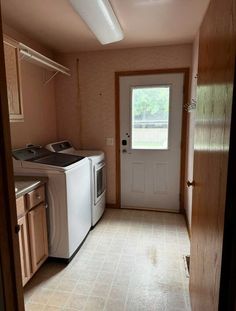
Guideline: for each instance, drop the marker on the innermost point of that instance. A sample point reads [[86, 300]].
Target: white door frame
[[119, 74]]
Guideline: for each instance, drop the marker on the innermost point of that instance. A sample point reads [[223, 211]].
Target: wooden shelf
[[39, 59]]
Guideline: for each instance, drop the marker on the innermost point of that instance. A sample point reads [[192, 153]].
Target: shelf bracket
[[52, 76]]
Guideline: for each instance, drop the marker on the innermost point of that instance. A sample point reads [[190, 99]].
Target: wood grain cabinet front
[[33, 240], [24, 250], [13, 78], [38, 236]]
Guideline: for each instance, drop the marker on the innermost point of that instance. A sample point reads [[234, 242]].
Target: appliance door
[[78, 205], [100, 180]]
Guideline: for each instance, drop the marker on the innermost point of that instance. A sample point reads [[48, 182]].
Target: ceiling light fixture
[[100, 18]]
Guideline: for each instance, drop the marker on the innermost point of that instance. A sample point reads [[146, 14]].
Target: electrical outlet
[[109, 141]]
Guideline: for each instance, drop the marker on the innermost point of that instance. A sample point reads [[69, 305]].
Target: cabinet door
[[38, 236], [12, 63], [24, 250]]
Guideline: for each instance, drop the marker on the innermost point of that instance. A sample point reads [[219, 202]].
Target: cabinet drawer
[[35, 197], [20, 206]]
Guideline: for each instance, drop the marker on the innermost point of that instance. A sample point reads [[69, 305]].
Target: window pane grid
[[150, 117]]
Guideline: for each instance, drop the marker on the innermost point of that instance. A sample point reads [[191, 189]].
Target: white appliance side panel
[[79, 204], [57, 209]]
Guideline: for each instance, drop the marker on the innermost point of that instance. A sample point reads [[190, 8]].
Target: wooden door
[[11, 290], [212, 131], [24, 249], [38, 236], [150, 130]]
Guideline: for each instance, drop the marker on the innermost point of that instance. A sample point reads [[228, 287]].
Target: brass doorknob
[[190, 183]]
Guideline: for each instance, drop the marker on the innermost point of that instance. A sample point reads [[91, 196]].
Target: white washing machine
[[68, 192], [98, 175]]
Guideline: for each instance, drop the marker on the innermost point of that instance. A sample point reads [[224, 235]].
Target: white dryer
[[97, 174], [68, 192]]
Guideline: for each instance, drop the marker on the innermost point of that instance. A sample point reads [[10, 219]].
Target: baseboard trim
[[114, 206], [108, 205]]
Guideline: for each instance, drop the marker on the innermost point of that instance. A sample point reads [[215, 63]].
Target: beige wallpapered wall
[[86, 102], [39, 126]]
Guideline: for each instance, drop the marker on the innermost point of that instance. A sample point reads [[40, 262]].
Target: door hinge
[[17, 229]]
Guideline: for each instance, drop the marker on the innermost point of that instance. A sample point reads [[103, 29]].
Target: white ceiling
[[55, 24]]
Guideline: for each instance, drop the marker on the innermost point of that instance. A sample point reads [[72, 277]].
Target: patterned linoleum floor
[[132, 260]]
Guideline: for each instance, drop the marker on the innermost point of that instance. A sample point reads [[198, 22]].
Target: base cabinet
[[38, 236], [32, 233], [24, 250]]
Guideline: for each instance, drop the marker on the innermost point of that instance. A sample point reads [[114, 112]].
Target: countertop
[[25, 184]]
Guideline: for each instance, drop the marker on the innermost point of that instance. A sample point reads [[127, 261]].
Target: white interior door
[[150, 131]]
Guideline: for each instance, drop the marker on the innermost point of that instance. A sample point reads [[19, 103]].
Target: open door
[[211, 150], [11, 290]]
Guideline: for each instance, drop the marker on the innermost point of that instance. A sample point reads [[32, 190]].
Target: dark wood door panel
[[212, 131]]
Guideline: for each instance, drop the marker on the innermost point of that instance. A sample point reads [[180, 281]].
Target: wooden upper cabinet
[[13, 77]]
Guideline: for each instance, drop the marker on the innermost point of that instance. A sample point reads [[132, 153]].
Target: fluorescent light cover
[[100, 18]]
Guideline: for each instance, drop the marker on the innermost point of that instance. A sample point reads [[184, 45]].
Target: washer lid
[[41, 155], [59, 159]]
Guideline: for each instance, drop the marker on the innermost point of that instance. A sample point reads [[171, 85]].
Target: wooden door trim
[[9, 244], [120, 74]]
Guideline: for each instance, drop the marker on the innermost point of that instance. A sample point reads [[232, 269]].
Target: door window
[[150, 117]]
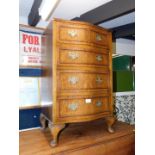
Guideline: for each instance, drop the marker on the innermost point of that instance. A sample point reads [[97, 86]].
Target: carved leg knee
[[43, 122], [55, 130], [110, 121]]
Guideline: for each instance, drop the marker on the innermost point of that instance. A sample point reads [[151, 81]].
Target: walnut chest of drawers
[[79, 75]]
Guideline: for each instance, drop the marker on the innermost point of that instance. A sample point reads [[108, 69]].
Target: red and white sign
[[32, 49]]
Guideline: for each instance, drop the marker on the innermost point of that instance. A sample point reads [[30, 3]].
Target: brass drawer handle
[[98, 37], [99, 57], [73, 55], [98, 103], [73, 80], [99, 79], [72, 33], [73, 106]]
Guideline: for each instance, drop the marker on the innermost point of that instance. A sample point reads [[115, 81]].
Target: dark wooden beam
[[123, 31], [108, 11], [33, 17]]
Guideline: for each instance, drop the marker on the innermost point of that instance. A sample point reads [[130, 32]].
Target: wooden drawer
[[72, 33], [81, 107], [82, 57], [71, 80]]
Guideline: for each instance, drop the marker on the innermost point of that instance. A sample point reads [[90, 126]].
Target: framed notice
[[29, 92], [32, 49]]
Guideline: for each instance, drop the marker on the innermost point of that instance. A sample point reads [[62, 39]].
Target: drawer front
[[82, 57], [99, 38], [81, 107], [74, 34], [82, 80]]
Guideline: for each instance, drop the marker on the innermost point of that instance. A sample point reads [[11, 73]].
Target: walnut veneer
[[79, 75]]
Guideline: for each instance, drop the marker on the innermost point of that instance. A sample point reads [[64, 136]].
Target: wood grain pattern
[[84, 108], [80, 139], [82, 57], [80, 66], [83, 80]]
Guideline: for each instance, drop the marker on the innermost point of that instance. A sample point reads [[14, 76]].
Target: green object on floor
[[123, 81], [122, 63]]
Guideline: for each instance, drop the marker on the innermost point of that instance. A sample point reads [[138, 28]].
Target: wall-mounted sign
[[32, 49]]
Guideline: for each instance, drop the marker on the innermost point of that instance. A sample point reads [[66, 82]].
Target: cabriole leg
[[55, 130], [110, 121]]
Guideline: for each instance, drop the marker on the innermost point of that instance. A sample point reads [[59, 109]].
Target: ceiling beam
[[108, 11], [124, 31], [33, 17]]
======
WORK TASK:
Write out the records above exactly as they stand, leaving out every picture.

SOLUTION TO THE EXERCISE:
Guideline: for each instance, drop the marker on the innermost point of that instance. A sample point reads [[86, 300]].
Target: white door frame
[[119, 74]]
Guideline: for each instance, drop the marker on the innermost point of that instance. A sample point reads [[223, 211]].
Target: wooden shelf
[[39, 59]]
Guideline: for each instance, drop the marker on the innermost point of that instance. A sample point reads [[192, 153]].
Target: shelf bracket
[[52, 76]]
Guideline: for each instance, drop the marker on the innermost point of that instance. A sample point reads [[190, 99]].
Target: wood grain cabinet front
[[33, 240], [24, 250], [13, 78], [38, 236]]
Guideline: for each instance, drop the marker on the innermost point of that instance. A sample point reads [[234, 242]].
Target: appliance door
[[78, 205], [100, 180]]
Guideline: for each instance, drop the marker on the innermost point of that instance. A sample point reads [[48, 182]].
Target: ceiling light fixture
[[100, 18]]
Guideline: for each instance, drop the marker on the innermost point of that instance. A sample point reads [[146, 14]].
Target: electrical outlet
[[109, 141]]
Guideline: for each instance, drop the marker on the innermost point of that instance. A sample point reads [[69, 305]].
Target: cabinet door
[[38, 236], [12, 63], [24, 250]]
Guideline: for each instance, drop the marker on the innermost point of that instance. A sample point reads [[219, 202]].
Target: cabinet drawer
[[35, 197], [20, 206]]
Guideline: for each instance, drop the marker on the innermost point of that instance. A sample point reads [[69, 305]].
Target: window pane grid
[[150, 117]]
Guideline: for each instance, drop the marker on the innermost point of that instance. A sample point reads [[191, 189]].
Target: white appliance side panel
[[79, 204], [57, 209]]
Guideline: for each instance, drop the marker on the innermost point of that instance. A sample point reads [[190, 8]].
Target: wooden door
[[11, 290], [212, 131], [24, 249], [38, 236], [150, 130]]
Guideline: for each instance, drop the marker on the innermost point of that instance. A sample point reads [[228, 287]].
Target: brass doorknob
[[190, 183]]
Guideline: for each instance, drop the marker on the innermost point of that instance. A sample point reads [[91, 196]].
Target: white washing machine
[[68, 192], [98, 175]]
Guideline: for each instance, drop the marker on the innermost point of that instance. A sample point reads [[224, 235]].
Target: white dryer
[[97, 174], [68, 192]]
Guideline: for each instance, drop the marker on the innermost point of that instance. A sample point reads [[10, 219]].
Target: baseboard trim
[[114, 206], [108, 205]]
Guideline: for each instance, drop the marker on the innermost point of that instance. A sample point reads [[215, 63]].
Target: beige wallpapered wall
[[86, 102], [39, 126]]
Guideline: for each instance, drop the marker on the innermost point of that instance. A sample point reads [[40, 262]].
Target: door hinge
[[17, 229]]
Guideline: for each instance, drop the marker on the innermost point of that instance. A sample point reads [[103, 29]].
Target: white ceiling
[[55, 24]]
Guideline: for each instance, drop the marker on the innermost point of that instance. A sample point reads [[72, 277]].
Target: patterned linoleum floor
[[132, 260]]
Guideline: for each instance, drop the marker on the innermost point of that instance. A sample point reads [[198, 22]].
Target: base cabinet
[[38, 236], [32, 233], [24, 250]]
Guideline: for each instance, drop the marker on the innermost point of that instance. A sample point reads [[114, 112]].
Target: countertop
[[25, 184]]
Guideline: for each instance, drop the marker on the innermost point of that instance. A sample point reads [[127, 261]].
Target: white interior door
[[150, 131]]
Guideline: for each instance, drop the marker on the innermost point of that instance. A sample point reads [[19, 103]].
Target: open door
[[211, 150], [11, 290]]
Guideline: for each instance, drop the marker on the innermost point of that instance. A sample point reads [[32, 190]].
Target: dark wood door panel
[[212, 131]]
Guideline: for each instance, drop the marker on the innermost point of that instance. A sample point reads [[180, 281]].
Target: wooden upper cabinet
[[13, 77]]
Guideline: for each instance, drop the marker on the innermost point of that instance. A sample point reads [[132, 153]].
Target: fluorescent light cover
[[100, 18]]
Guideline: for each instance, drop the marker on the innermost point of that instance. A sample point reads [[184, 45]].
Target: washer lid
[[41, 155], [59, 159]]
Guideline: for each instance, drop the marker on the innermost point of that instance. A sample point reads [[171, 85]].
Target: wooden door trim
[[9, 244], [120, 74]]
Guideline: for each instance, drop the marker on the innermost point of that instance. A sample point reads [[232, 269]].
Target: door window
[[150, 117]]
Guideline: for each instance, drop the marker on the innermost point of that instance. A sample point reads [[97, 86]].
Target: carved leg knee
[[43, 122], [55, 130], [110, 121]]
Guideline: for each instance, drop the marker on the innermost point of that instance. A sample point reads [[151, 81]].
Target: walnut chest of drawers
[[79, 75]]
Guideline: for each instance, drop the marker on the innermost point of that instance. A sample point reads [[108, 69]].
Target: red and white sign
[[32, 49]]
Guideline: for each instance, drop the marker on the innermost point of that instance. A sample point reads [[30, 3]].
Target: brass drawer handle
[[98, 37], [99, 57], [73, 55], [98, 103], [73, 80], [99, 79], [72, 33], [73, 106]]
Guideline: for each instance, drop the marker on the innermost point of that instance. A sample point reads [[115, 81]].
Target: dark wooden beam
[[123, 31], [108, 11], [33, 17]]
Guideline: for each instance, drop the marker on the innermost point of that instance. A sample point reads [[130, 32]].
Target: wooden drawer
[[72, 33], [81, 107], [82, 57], [71, 80]]
Guideline: for each instance, drop the marker on the innermost point of that instance. A sample point reads [[90, 126]].
Target: framed notice
[[29, 92], [32, 49]]
Guideline: for each instance, drop the marker on the innermost point of that instance. A sample point reads [[62, 39]].
Target: drawer front
[[82, 57], [99, 38], [81, 107], [74, 34], [82, 80]]
Guideline: for each instance, drop the marker on the innermost point of that instance. A sample point reads [[11, 73]].
Target: walnut veneer
[[79, 75]]
Guideline: for each instance, drop the marker on the innermost point of that instance. A sample point reads [[64, 136]].
Target: wood grain pattern
[[84, 108], [80, 139], [82, 57], [80, 66], [83, 80]]
Guideline: for each instance, drop the marker on the innermost point of that instance. A sample point reads [[14, 76]].
Target: green object on floor
[[123, 81], [122, 63]]
Guideline: for each instance, drop the marker on the innermost point of that instance. A sample point reads [[138, 28]].
Target: wall-mounted sign
[[32, 49]]
Guideline: for each instance, drop the marker on the innermost point of that instance. A sample point reads [[66, 82]].
Target: cabriole leg
[[55, 130], [110, 121]]
Guideline: for each instance, drop the marker on the innermost point of that instance. A sample point reads [[59, 109]].
Target: ceiling beam
[[108, 11], [124, 31], [33, 17]]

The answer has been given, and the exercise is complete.